++++ Provided data ++++

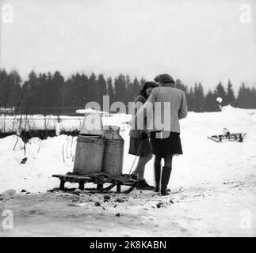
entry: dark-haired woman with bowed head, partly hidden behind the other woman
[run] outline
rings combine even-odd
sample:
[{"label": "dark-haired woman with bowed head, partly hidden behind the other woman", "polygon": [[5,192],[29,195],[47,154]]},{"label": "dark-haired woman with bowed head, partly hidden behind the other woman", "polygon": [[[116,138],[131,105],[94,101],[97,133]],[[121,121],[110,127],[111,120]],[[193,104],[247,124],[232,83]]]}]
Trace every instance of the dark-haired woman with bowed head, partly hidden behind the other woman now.
[{"label": "dark-haired woman with bowed head, partly hidden behind the other woman", "polygon": [[[151,94],[151,90],[158,85],[154,81],[147,81],[143,85],[143,89],[141,89],[139,96],[136,97],[135,105],[136,111],[139,110],[139,107],[142,106],[147,98]],[[136,115],[135,111],[135,115]],[[146,122],[146,119],[144,119]],[[130,147],[128,153],[139,156],[139,161],[136,169],[132,172],[133,179],[139,179],[139,183],[136,187],[138,190],[154,190],[155,187],[150,186],[146,180],[144,179],[144,170],[145,165],[152,158],[152,149],[151,143],[148,139],[148,132],[146,128],[146,123],[144,124],[143,130],[138,130],[136,125],[134,129],[130,130]]]}]

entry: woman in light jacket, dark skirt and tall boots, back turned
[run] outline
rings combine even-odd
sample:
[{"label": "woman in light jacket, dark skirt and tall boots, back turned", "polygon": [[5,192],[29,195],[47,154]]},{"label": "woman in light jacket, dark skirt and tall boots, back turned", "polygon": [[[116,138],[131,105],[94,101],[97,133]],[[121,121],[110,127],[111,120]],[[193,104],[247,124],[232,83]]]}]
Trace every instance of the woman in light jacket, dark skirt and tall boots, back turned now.
[{"label": "woman in light jacket, dark skirt and tall boots, back turned", "polygon": [[[136,118],[146,115],[145,111],[147,115],[148,112],[154,112],[151,113],[153,128],[150,131],[152,153],[155,154],[155,191],[160,190],[161,179],[161,194],[166,195],[173,156],[183,153],[179,120],[186,117],[188,109],[185,93],[175,88],[175,81],[169,74],[160,74],[155,77],[155,81],[160,87],[152,90],[147,102],[139,108]],[[162,158],[165,164],[161,177]]]}]

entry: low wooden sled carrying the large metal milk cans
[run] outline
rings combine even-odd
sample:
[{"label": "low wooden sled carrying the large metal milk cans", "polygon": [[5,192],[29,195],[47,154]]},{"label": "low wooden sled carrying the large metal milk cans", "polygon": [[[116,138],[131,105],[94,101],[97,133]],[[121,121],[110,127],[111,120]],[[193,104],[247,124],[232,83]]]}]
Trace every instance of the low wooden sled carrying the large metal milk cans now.
[{"label": "low wooden sled carrying the large metal milk cans", "polygon": [[[65,190],[65,183],[78,183],[79,189],[81,191],[90,191],[91,193],[94,192],[105,192],[110,191],[113,187],[117,187],[117,193],[124,193],[128,194],[129,192],[133,191],[138,181],[132,179],[130,175],[124,174],[120,176],[109,176],[109,174],[101,172],[95,173],[90,175],[79,175],[72,172],[67,172],[66,175],[52,175],[53,177],[57,177],[60,179],[59,189]],[[97,188],[85,188],[85,183],[94,183],[97,184]],[[109,183],[110,185],[104,187],[105,183]],[[129,188],[126,191],[121,191],[121,186],[128,186]]]}]

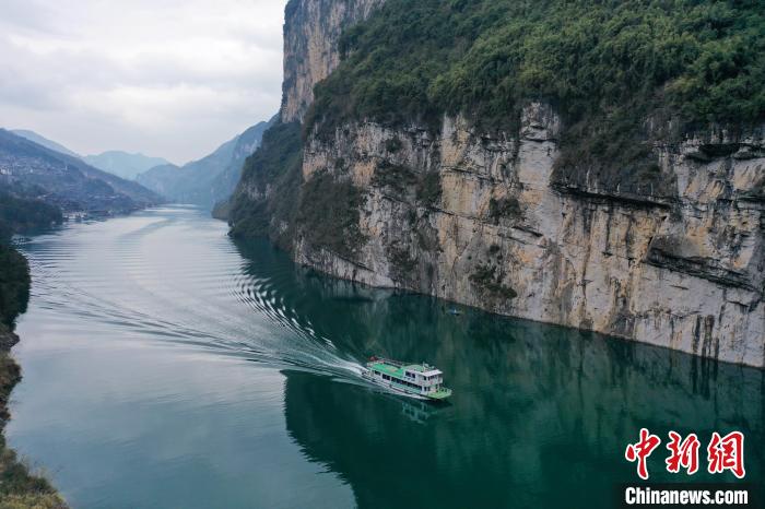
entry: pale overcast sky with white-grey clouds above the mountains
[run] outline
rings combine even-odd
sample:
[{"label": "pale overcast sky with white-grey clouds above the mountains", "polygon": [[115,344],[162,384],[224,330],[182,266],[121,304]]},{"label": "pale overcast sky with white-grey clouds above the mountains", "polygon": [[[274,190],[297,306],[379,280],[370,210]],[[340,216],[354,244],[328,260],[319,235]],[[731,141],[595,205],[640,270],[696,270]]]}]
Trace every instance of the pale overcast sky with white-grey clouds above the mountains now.
[{"label": "pale overcast sky with white-grey clouds above the mountains", "polygon": [[279,109],[286,0],[0,0],[0,127],[186,163]]}]

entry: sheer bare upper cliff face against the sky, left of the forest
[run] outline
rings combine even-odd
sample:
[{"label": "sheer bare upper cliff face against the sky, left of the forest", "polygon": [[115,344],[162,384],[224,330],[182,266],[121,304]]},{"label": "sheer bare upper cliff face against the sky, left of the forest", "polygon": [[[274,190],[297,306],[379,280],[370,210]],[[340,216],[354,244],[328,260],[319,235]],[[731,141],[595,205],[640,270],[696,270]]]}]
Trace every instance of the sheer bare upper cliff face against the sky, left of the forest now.
[{"label": "sheer bare upper cliff face against the sky, left of the forest", "polygon": [[366,19],[385,0],[291,0],[284,13],[282,122],[302,121],[314,85],[340,63],[343,28]]}]

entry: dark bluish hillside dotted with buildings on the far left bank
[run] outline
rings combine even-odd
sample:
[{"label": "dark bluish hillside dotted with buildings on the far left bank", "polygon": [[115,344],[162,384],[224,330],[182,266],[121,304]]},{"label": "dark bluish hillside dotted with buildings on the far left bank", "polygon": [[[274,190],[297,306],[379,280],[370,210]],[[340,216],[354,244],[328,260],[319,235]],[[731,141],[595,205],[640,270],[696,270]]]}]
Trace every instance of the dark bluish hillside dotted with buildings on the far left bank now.
[{"label": "dark bluish hillside dotted with buildings on the far left bank", "polygon": [[4,129],[0,129],[0,187],[24,189],[67,212],[125,213],[162,201],[137,182]]}]

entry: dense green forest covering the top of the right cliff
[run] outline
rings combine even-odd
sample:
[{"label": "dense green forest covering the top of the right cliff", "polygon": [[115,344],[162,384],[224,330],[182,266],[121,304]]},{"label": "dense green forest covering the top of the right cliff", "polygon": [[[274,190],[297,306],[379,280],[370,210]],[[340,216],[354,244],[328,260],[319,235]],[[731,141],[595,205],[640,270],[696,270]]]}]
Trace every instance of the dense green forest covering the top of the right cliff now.
[{"label": "dense green forest covering the top of the right cliff", "polygon": [[[514,132],[522,106],[540,100],[567,127],[565,171],[658,186],[651,137],[765,120],[764,34],[757,0],[388,0],[344,33],[307,128],[437,130],[444,114],[463,114]],[[649,132],[669,119],[673,133]]]}]

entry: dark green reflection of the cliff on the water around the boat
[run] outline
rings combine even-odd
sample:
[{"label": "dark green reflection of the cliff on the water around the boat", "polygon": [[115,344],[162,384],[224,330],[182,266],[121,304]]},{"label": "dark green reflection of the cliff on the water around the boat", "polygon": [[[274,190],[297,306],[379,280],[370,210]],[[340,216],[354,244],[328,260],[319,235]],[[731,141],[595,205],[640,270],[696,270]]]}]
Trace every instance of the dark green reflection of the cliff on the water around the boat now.
[{"label": "dark green reflection of the cliff on the water around the boat", "polygon": [[[763,372],[645,344],[505,319],[429,297],[377,291],[294,268],[263,244],[239,245],[255,279],[330,338],[341,356],[425,360],[451,404],[432,406],[329,377],[286,371],[287,430],[348,480],[361,507],[611,507],[640,427],[662,437],[746,435],[748,481],[763,478]],[[664,472],[655,481],[690,481]],[[696,474],[693,481],[734,481]]]}]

++++

» **What needs to be done**: The task calls for duplicating the data exactly, with no images kept.

» **Finished exercise**:
entry: dark-haired woman with bowed head, partly hidden behind the other woman
[run] outline
rings combine even-odd
sample:
[{"label": "dark-haired woman with bowed head, partly hidden behind the other woman", "polygon": [[5,192],[29,195],[47,154]]},{"label": "dark-haired woman with bowed head, partly hidden behind the other woman", "polygon": [[[116,138],[131,105],[94,101],[97,133]],[[121,121],[110,127],[111,120]],[[193,104],[247,124],[232,83]]]}]
Trace every instance of the dark-haired woman with bowed head, partly hidden behind the other woman now.
[{"label": "dark-haired woman with bowed head, partly hidden behind the other woman", "polygon": [[[151,94],[151,90],[158,85],[154,81],[147,81],[143,85],[143,89],[141,89],[139,96],[136,97],[135,105],[136,111],[139,110],[139,107],[142,106],[147,98]],[[136,115],[135,111],[135,115]],[[146,122],[146,119],[144,119]],[[130,147],[128,153],[139,156],[139,161],[136,169],[132,172],[133,179],[139,179],[139,183],[136,187],[138,190],[154,190],[155,187],[150,186],[146,180],[144,179],[144,170],[145,165],[152,158],[152,149],[151,143],[148,139],[148,132],[146,128],[146,123],[144,124],[143,130],[138,130],[136,125],[134,129],[130,130]]]}]

entry: woman in light jacket, dark skirt and tall boots, back turned
[run] outline
rings combine even-odd
sample:
[{"label": "woman in light jacket, dark skirt and tall boots, back turned", "polygon": [[5,192],[29,195],[47,154]]},{"label": "woman in light jacket, dark skirt and tall boots, back turned", "polygon": [[[116,138],[131,105],[94,101],[97,133]],[[121,121],[110,127],[111,120]],[[193,104],[247,124],[232,83]]]}]
Trace every instance of the woman in light jacket, dark skirt and tall boots, back turned now.
[{"label": "woman in light jacket, dark skirt and tall boots, back turned", "polygon": [[[136,118],[146,115],[145,111],[147,115],[148,112],[154,112],[151,113],[153,128],[150,131],[152,153],[155,154],[155,191],[160,190],[161,179],[161,194],[166,195],[173,156],[183,153],[179,120],[186,117],[188,109],[185,93],[175,88],[175,81],[169,74],[160,74],[155,77],[155,81],[160,87],[152,90],[147,102],[139,108]],[[162,158],[165,164],[161,177]]]}]

entry: low wooden sled carrying the large metal milk cans
[run] outline
rings combine even-odd
sample:
[{"label": "low wooden sled carrying the large metal milk cans", "polygon": [[5,192],[29,195],[47,154]]},{"label": "low wooden sled carrying the large metal milk cans", "polygon": [[[116,138],[131,105],[94,101],[97,133]],[[121,121],[110,127],[111,120]],[[193,104],[247,124],[232,83]]]}]
Trace every instance of the low wooden sled carrying the large metal milk cans now.
[{"label": "low wooden sled carrying the large metal milk cans", "polygon": [[[65,190],[65,183],[78,183],[79,189],[81,191],[90,191],[91,193],[94,192],[105,192],[110,191],[113,187],[117,187],[117,193],[124,193],[128,194],[129,192],[133,191],[138,181],[132,179],[130,175],[124,174],[120,176],[109,176],[109,174],[101,172],[95,173],[90,175],[79,175],[72,172],[67,172],[66,175],[52,175],[53,177],[57,177],[60,179],[59,189]],[[97,188],[85,188],[85,183],[94,183],[97,184]],[[109,183],[110,185],[104,187],[105,183]],[[129,188],[126,191],[121,191],[121,186],[128,186]]]}]

entry: pale overcast sky with white-grey clouds above the mountains
[run] outline
rings combine even-odd
sample:
[{"label": "pale overcast sky with white-grey clouds above the mountains", "polygon": [[115,344],[162,384],[224,330],[182,266],[121,304]]},{"label": "pale overcast sky with white-grey clouds above the mountains", "polygon": [[[274,190],[297,306],[379,280],[370,210]],[[340,216],[354,244],[328,260],[319,235]],[[731,141],[595,205],[640,270],[696,270]]]}]
Trace every instance of the pale overcast sky with white-grey clouds above the mountains now.
[{"label": "pale overcast sky with white-grey clouds above the mountains", "polygon": [[279,109],[286,0],[0,0],[0,127],[186,163]]}]

entry: sheer bare upper cliff face against the sky, left of the forest
[run] outline
rings combine even-odd
sample:
[{"label": "sheer bare upper cliff face against the sky, left of the forest", "polygon": [[115,344],[162,384],[224,330],[182,266],[121,304]]},{"label": "sheer bare upper cliff face against the sky, left of the forest", "polygon": [[[274,190],[297,306],[379,280],[370,210]],[[340,216],[354,244],[328,260],[319,235]],[[731,141],[595,205],[640,270],[696,270]]]}]
Trace every instance of the sheer bare upper cliff face against the sky, left of the forest now.
[{"label": "sheer bare upper cliff face against the sky, left of the forest", "polygon": [[366,19],[385,0],[291,0],[284,13],[282,122],[302,121],[314,85],[340,63],[343,28]]}]

entry: dark bluish hillside dotted with buildings on the far left bank
[run] outline
rings combine even-odd
sample:
[{"label": "dark bluish hillside dotted with buildings on the far left bank", "polygon": [[115,344],[162,384],[224,330],[182,266],[121,304]]},{"label": "dark bluish hillside dotted with buildings on the far left bank", "polygon": [[[274,190],[297,306],[379,280],[370,210]],[[340,216],[354,244],[328,260],[319,235]],[[731,141],[595,205],[640,270],[696,270]]]}]
Trace every instance of the dark bluish hillside dotted with buildings on the far left bank now.
[{"label": "dark bluish hillside dotted with buildings on the far left bank", "polygon": [[4,129],[0,129],[0,187],[24,189],[67,212],[125,213],[162,201],[137,182]]}]

entry: dense green forest covering the top of the right cliff
[run] outline
rings combine even-odd
sample:
[{"label": "dense green forest covering the top of the right cliff", "polygon": [[115,344],[162,384],[224,330],[182,266],[121,304]]},{"label": "dense green forest covering the top of the right cliff", "polygon": [[[274,190],[297,306],[379,280],[370,210]],[[340,216],[354,244],[328,260],[319,235]],[[731,141],[595,205],[640,270],[696,270]]]}]
Trace every instance of the dense green forest covering the top of the right cliff now.
[{"label": "dense green forest covering the top of the right cliff", "polygon": [[[514,132],[522,106],[540,100],[567,127],[565,171],[658,186],[651,137],[765,120],[764,34],[757,0],[388,0],[344,33],[307,128],[437,130],[444,114],[463,114]],[[649,132],[669,119],[673,133]]]}]

entry: dark green reflection of the cliff on the water around the boat
[run] outline
rings combine even-odd
sample:
[{"label": "dark green reflection of the cliff on the water around the boat", "polygon": [[115,344],[162,384],[224,330],[182,266],[121,304]]},{"label": "dark green reflection of the cliff on the water around the boat", "polygon": [[[274,190],[297,306],[379,280],[370,210]],[[340,216],[354,244],[328,260],[319,235]],[[731,141],[595,205],[640,270],[696,270]]]}]
Trace every instance of the dark green reflection of the cliff on the water around the boat now.
[{"label": "dark green reflection of the cliff on the water around the boat", "polygon": [[[763,372],[645,344],[505,319],[429,297],[377,291],[294,268],[263,244],[239,245],[255,279],[330,338],[341,356],[425,360],[451,404],[432,406],[329,377],[286,371],[287,430],[348,480],[361,507],[611,507],[640,427],[662,437],[746,435],[748,481],[763,478]],[[664,472],[655,481],[690,481]],[[696,474],[693,481],[734,481]]]}]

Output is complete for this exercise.